▶ Set problem 1
Answer these questions using the image segmentation page below:
(a) In the example given, what do self-driving cars use cameras to look for?
(b) Which Scikit-image function is listed with "snake" starting coordinates as its prior knowledge?
(c) What kind of image does the page use to try thresholding?
▶ Set problem 2
From the image segmentation page below, write out the passage from "import skimage.segmentation as" up to and including "such an image.".

▶ Text provided
______________________________
Segmentation

Segmentation#

Separating an image into one or more regions of interest.#

Everyone has heard or seen Photoshop or a similar graphics editor take a person from one image and place them into another. The first step of doing this is identifying where that person is in the source image. This is an example of breaking the image into segments, where one segment represents the human, and other segments are not.

To take another example, self-driving cars use cameras, and therefore digital images, to look for (segment) important objects in their environment, such as other cars. Here’s an example where an image segmentation algorithm has split the input image (in the left panel) into segments (in the right panel), including a nearby car.

(Images from the Roboflow image segmentation dataset, licensed under CC-by-4.0).

There are various ways to segment images, many of them implemented in Scikit-image.

Segmentation contains two major sub-fields#

Supervised segmentation: Some prior knowledge, possibly from human input, is used to guide the algorithm. Supervised algorithms currently included in Scikit-image include:
- Thresholding algorithms that require user input (skimage.filters.threshold_*)
- skimage.segmentation.random_walker (starts with specified markers);
- skimage.segmentation.active_contour (“snake” starting coordinates);
- skimage.segmentation.watershed (basin starting coordinates);
Unsupervised segmentation: No prior knowledge. These algorithms attempt to subdivide into meaningful regions automatically. The user may be able to tweak settings like number of regions.
- Thresholding algorithms which do not require user input.
- skimage.segmentation.slic
- skimage.segmentation.chan_vese
- skimage.segmentation.felzenszwalb
- skimage.segmentation.quickshift

First, some standard imports and a helper function to display our results

import numpy as np

import matplotlib.pyplot as plt

import skimage as ski

# We will often use the segmentation sub-module in this page.
import skimage.segmentation as seg


def image_show(image, nrows=1, ncols=1, cmap='gray', **kwargs):
    """ Display intensity image with `plt.imshow`
    """
    fig, ax = plt.subplots(nrows=nrows, ncols=ncols, figsize=(16, 16))
    ax.imshow(image, cmap=cmap)
    ax.axis('off')
    return fig, ax

Thresholding#

In some images, global or local contrast may be sufficient to separate regions of interest. Simply choosing all pixels above or below a certain threshold may be sufficient to segment such an image.

Let’s try this on an image of a textbook.

text = ski.data.page()
image_show(text);

_images/ec6d89ad8572c632cadde0cd425b7c7d3056ad1267856c21a53e596480acd4cd.png

Histograms#

A histogram simply plots the frequency (number of times) values within a certain range appear against the data values themselves. It is a powerful tool to get to know your data - or decide where you would like to threshold.

fig, ax = plt.subplots(1, 1)
ax.hist(text.ravel(), bins=256, range=[0, 255])
ax.set_xlim(0, 256);

_images/b2c7a4ef92709ae28f1f38db42fd65037b2821faa28ba6784aa308d3ff2807e3.png

Experimentation: supervised thresholding#

Try simple NumPy methods and a few different thresholds on this image. Because we are setting the threshold, this is supervised segmentation.
______________________________
▶ Extracted entries
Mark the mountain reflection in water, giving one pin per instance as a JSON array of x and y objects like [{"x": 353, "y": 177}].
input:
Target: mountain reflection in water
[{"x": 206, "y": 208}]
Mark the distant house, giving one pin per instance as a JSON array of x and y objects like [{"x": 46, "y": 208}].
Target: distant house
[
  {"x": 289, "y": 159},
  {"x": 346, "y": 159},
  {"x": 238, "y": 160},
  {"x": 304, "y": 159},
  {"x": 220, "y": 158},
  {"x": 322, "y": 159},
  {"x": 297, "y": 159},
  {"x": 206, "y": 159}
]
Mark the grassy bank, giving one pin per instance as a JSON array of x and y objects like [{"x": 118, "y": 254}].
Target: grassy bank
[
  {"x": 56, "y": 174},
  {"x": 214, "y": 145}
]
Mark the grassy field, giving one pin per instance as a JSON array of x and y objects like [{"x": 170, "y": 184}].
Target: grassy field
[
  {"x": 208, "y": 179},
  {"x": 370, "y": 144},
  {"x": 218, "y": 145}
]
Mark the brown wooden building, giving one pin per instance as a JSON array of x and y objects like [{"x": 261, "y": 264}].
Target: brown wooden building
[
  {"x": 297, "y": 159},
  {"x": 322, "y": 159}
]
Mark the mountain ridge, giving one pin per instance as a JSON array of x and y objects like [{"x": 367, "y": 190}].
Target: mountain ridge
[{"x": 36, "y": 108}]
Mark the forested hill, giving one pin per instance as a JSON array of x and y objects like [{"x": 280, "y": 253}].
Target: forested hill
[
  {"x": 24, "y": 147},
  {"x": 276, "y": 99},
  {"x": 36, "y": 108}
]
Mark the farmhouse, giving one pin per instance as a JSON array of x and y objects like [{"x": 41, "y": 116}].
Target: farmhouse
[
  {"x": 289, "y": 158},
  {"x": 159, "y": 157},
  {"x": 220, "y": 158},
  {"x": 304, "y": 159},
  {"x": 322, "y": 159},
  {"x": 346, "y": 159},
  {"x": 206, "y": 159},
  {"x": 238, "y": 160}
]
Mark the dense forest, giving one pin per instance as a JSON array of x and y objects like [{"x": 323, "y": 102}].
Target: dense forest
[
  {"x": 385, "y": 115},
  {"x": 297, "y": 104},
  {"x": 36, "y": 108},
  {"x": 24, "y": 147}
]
______________________________
▶ Worked answer 1
(a) Important objects in their environment, such as other cars.
(b) skimage.segmentation.active_contour.
(c) An image of a textbook.

▶ Worked answer 2
import skimage.segmentation as seg


def image_show(image, nrows=1, ncols=1, cmap='gray', **kwargs):
    """ Display intensity image with `plt.imshow`
    """
    fig, ax = plt.subplots(nrows=nrows, ncols=ncols, figsize=(16, 16))
    ax.imshow(image, cmap=cmap)
    ax.axis('off')
    return fig, ax

Thresholding#

In some images, global or local contrast may be sufficient to separate regions of interest. Simply choosing all pixels above or below a certain threshold may be sufficient to segment such an image.